## The task
Repeat the data below line for line, but leave out the pictures.
* start *
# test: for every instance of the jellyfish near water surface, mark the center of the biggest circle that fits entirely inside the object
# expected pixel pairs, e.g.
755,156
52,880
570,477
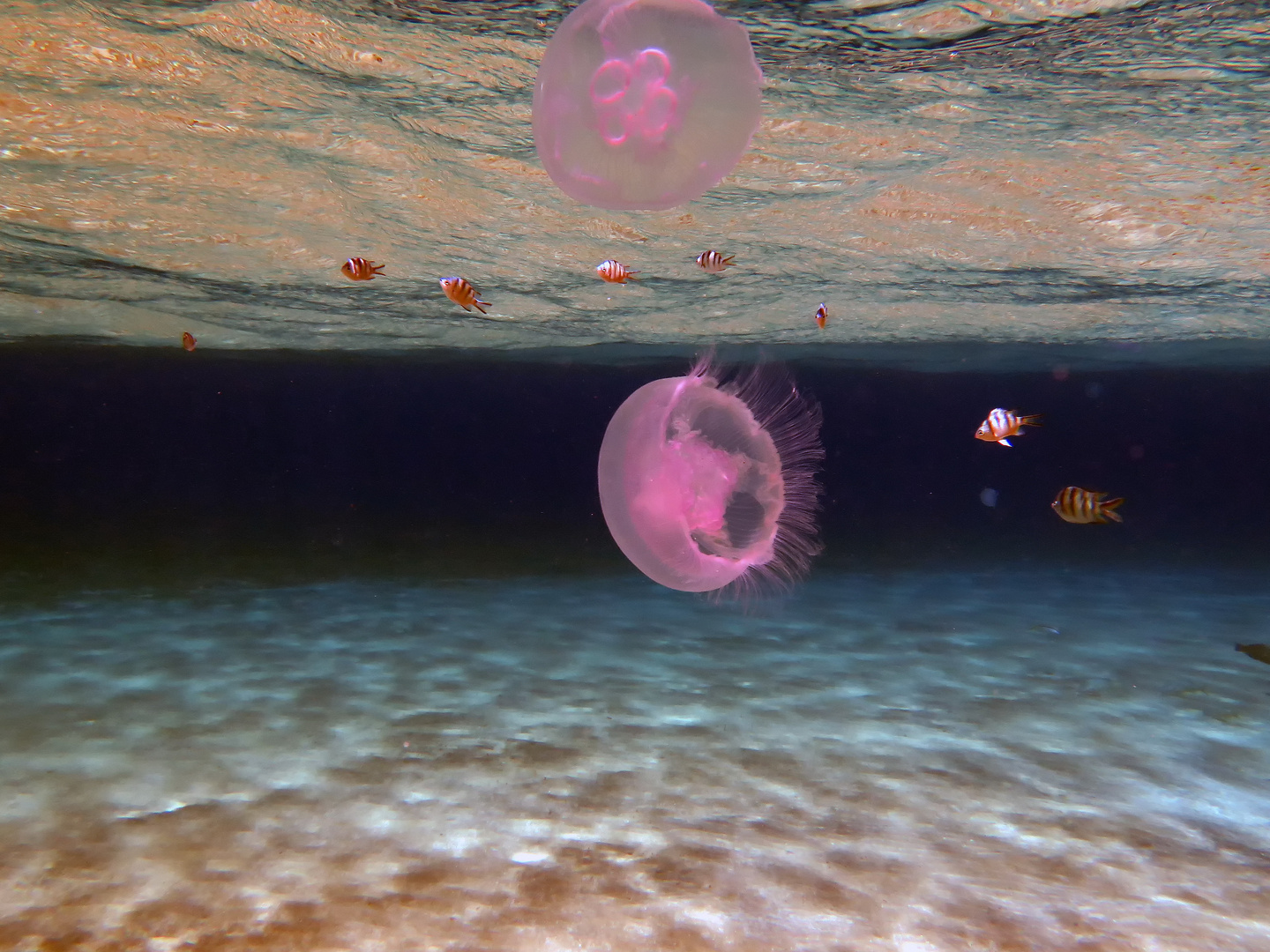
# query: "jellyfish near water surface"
705,485
644,104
* end *
## Solution to this task
# test: for every instance of the jellyfish near water surface, mark the center of the biggest circle that fits entirely inside the object
# expected pixel pairs, e.g.
755,156
52,880
570,477
# query: "jellyfish near water surface"
705,485
644,104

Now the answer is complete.